_PROBLEM REQUIREMENTS_
From the material below, please extract every line that contains the string "left", treating uppercase and lowercase as different.

_INPUT_

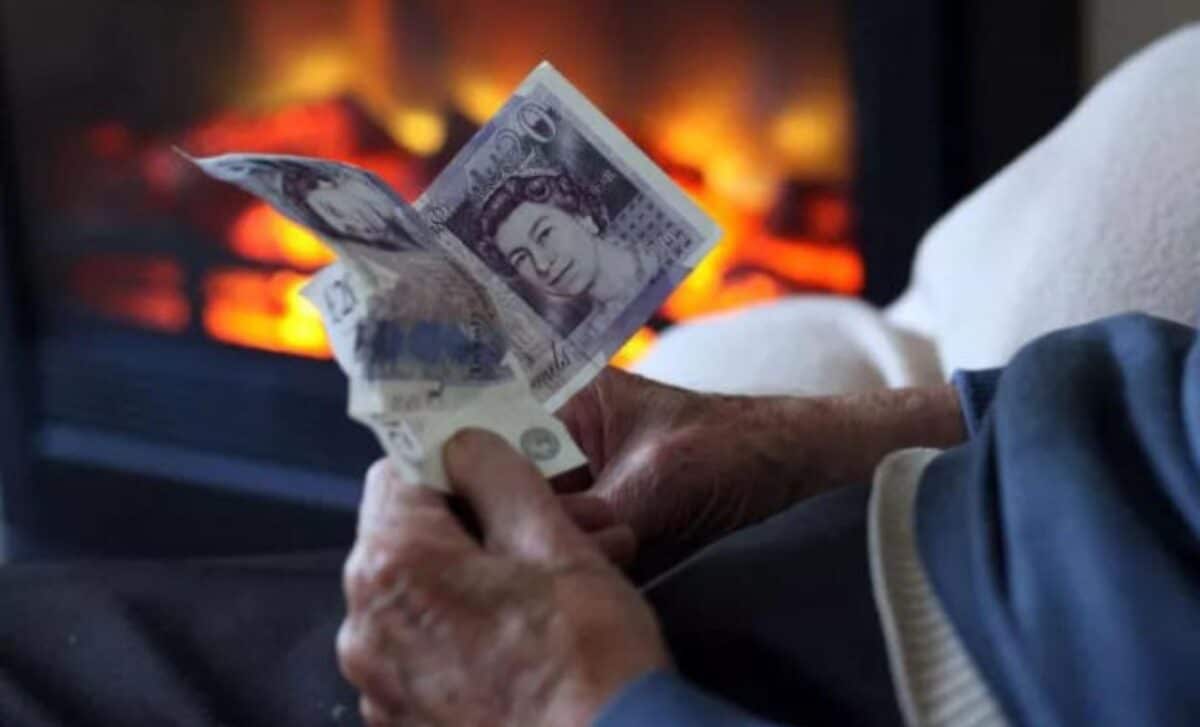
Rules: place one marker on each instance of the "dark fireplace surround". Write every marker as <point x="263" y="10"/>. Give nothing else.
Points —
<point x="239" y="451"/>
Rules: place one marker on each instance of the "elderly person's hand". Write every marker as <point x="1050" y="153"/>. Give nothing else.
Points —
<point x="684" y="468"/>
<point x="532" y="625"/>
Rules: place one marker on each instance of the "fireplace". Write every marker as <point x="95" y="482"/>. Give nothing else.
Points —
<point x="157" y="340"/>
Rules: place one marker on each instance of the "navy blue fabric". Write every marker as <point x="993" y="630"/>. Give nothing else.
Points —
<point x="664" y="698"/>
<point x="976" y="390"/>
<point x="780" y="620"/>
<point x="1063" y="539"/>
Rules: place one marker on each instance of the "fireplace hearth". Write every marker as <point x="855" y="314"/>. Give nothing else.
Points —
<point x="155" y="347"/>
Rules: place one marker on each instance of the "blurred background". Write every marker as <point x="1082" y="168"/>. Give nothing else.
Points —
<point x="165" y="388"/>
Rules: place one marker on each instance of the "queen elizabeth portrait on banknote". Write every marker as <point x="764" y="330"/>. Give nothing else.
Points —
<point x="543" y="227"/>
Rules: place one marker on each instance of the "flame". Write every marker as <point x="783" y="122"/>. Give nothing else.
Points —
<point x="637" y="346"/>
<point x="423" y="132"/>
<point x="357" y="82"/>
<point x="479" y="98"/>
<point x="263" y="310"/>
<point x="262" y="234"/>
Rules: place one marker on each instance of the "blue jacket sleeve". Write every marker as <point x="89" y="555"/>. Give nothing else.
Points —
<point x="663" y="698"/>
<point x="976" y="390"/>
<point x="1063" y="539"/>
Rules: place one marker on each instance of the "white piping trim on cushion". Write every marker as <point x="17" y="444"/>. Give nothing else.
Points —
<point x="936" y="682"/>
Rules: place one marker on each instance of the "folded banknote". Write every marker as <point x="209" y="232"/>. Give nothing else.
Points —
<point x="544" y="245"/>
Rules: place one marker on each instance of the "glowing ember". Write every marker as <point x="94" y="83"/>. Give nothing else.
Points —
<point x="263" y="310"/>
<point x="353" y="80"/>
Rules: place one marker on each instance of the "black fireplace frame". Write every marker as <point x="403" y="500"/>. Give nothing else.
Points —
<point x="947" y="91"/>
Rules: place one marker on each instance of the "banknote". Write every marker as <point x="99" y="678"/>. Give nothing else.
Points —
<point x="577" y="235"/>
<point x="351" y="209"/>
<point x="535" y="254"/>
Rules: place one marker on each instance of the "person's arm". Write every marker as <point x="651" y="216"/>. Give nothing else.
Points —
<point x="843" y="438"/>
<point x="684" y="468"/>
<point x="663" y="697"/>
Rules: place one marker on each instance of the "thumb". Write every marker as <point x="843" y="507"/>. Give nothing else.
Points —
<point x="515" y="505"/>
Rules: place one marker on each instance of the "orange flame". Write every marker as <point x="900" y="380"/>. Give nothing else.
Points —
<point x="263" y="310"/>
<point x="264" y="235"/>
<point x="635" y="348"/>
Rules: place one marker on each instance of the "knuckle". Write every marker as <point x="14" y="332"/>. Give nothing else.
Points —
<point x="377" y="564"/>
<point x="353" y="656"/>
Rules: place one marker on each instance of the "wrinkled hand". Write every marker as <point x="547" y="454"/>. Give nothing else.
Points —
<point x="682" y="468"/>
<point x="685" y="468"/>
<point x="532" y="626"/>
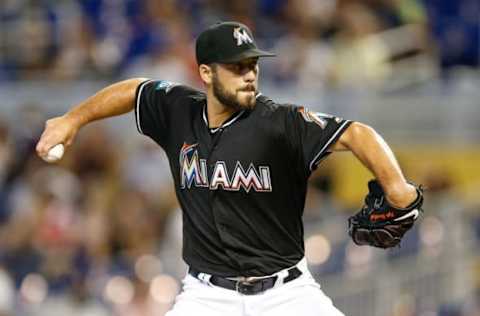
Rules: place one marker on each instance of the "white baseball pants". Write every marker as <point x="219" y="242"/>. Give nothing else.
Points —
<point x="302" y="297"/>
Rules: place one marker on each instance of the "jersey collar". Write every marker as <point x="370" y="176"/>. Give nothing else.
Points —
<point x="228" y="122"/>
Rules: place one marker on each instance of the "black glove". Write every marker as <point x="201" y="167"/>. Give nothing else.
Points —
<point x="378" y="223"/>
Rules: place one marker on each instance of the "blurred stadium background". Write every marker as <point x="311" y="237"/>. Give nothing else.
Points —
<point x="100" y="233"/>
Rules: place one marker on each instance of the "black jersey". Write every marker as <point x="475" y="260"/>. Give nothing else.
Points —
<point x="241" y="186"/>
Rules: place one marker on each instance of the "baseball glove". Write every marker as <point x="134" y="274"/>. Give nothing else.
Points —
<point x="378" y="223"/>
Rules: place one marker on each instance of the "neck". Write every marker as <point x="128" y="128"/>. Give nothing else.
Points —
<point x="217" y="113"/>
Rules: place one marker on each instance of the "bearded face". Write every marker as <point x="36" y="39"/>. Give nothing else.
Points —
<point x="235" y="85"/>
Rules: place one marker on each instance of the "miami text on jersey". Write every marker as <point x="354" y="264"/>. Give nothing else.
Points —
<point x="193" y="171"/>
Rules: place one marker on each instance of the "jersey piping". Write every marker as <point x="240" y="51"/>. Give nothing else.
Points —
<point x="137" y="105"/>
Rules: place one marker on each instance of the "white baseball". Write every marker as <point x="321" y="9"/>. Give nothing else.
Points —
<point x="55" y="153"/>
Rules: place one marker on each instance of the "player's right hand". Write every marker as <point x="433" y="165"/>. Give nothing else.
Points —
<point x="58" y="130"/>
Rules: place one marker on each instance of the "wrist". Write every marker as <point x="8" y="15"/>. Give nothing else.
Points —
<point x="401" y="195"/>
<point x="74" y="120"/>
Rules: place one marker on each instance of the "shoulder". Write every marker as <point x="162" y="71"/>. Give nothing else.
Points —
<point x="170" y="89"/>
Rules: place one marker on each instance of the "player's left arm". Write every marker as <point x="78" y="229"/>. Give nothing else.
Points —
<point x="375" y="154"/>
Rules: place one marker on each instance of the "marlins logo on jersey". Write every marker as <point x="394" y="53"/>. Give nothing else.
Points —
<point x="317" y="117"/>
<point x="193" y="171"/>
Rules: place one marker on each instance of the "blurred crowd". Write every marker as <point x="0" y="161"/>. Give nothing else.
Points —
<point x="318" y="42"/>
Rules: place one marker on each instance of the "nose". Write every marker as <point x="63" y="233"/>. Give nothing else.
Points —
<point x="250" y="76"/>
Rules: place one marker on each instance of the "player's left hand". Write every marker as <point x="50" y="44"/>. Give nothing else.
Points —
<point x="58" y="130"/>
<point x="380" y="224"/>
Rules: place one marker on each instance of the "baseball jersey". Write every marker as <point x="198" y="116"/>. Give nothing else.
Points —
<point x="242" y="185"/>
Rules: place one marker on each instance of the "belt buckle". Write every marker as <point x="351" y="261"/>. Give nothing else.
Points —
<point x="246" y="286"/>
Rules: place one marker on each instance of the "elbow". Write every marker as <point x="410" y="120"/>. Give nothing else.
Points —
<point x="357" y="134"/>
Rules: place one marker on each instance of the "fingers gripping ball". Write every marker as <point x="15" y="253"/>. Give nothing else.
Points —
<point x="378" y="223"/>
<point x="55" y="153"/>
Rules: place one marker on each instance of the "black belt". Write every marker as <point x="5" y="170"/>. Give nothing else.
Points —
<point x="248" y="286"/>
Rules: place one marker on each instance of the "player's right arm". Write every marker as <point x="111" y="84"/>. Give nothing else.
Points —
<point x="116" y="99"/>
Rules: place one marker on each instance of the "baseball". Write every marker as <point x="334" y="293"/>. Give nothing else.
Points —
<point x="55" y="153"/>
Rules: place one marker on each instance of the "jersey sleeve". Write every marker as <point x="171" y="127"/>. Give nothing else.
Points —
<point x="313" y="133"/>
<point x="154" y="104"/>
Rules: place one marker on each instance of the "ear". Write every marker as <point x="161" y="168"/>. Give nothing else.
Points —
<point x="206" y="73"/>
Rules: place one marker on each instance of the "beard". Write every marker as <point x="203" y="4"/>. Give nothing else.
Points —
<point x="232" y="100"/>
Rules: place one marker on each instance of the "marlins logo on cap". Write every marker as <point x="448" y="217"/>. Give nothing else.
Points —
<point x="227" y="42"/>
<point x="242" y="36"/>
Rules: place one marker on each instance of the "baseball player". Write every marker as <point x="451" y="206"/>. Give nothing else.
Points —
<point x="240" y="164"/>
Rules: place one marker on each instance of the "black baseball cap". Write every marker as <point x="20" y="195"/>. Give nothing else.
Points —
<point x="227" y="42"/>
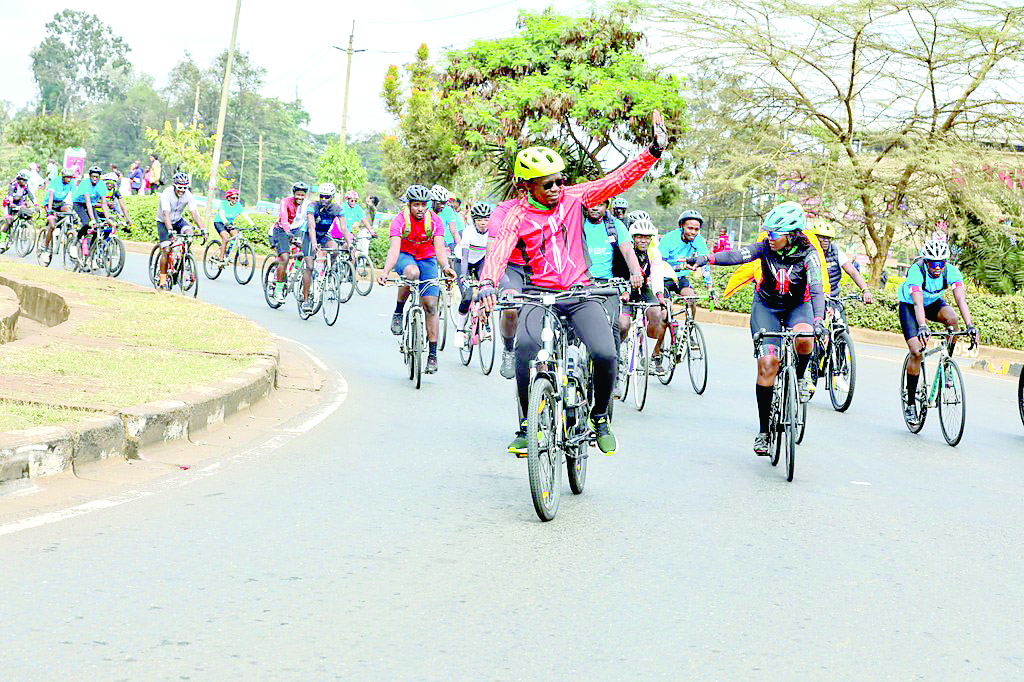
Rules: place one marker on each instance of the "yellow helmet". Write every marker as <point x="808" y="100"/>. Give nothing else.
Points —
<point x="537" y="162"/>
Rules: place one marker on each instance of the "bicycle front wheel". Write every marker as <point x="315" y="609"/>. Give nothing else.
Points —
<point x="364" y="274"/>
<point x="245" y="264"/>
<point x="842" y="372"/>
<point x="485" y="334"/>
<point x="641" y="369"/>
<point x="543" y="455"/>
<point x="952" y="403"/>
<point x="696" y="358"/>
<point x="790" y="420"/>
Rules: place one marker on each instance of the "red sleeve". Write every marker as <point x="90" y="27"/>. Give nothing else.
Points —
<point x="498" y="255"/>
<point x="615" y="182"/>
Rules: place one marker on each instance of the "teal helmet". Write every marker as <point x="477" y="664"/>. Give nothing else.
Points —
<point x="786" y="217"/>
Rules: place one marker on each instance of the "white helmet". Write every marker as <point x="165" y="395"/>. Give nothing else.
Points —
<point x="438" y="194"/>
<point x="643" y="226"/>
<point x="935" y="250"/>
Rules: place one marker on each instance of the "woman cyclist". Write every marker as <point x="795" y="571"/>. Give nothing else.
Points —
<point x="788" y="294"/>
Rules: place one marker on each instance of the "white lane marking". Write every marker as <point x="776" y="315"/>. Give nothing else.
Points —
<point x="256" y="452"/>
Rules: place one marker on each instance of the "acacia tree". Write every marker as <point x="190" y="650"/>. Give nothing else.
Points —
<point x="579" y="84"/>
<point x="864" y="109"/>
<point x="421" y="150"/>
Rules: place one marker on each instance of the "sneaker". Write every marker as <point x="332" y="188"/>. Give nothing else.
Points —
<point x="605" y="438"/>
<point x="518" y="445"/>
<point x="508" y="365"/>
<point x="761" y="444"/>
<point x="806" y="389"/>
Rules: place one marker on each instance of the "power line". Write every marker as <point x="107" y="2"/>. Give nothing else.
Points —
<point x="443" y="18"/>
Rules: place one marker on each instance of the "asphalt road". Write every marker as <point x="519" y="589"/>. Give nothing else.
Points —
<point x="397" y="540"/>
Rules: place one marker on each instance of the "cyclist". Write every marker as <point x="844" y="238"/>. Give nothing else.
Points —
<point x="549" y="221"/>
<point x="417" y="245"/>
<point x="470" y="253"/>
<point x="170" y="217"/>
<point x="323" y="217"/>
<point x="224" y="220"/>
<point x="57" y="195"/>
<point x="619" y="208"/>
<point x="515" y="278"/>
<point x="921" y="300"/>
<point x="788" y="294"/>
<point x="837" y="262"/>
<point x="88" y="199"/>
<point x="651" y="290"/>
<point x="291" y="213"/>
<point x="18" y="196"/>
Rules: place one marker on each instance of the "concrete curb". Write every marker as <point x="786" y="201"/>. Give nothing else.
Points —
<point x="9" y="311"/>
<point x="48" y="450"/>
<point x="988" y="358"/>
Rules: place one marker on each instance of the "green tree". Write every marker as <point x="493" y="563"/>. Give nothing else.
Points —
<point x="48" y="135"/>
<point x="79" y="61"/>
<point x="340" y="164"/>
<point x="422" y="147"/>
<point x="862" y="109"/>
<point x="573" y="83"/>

_TASK RESULT_
Rules: place one marker on each instance of the "player's left arm". Write every marker as <point x="78" y="229"/>. Give nothing else.
Rules: place one marker on each instance of the "player's left hand". Write every marker as <point x="50" y="44"/>. Give nothing else.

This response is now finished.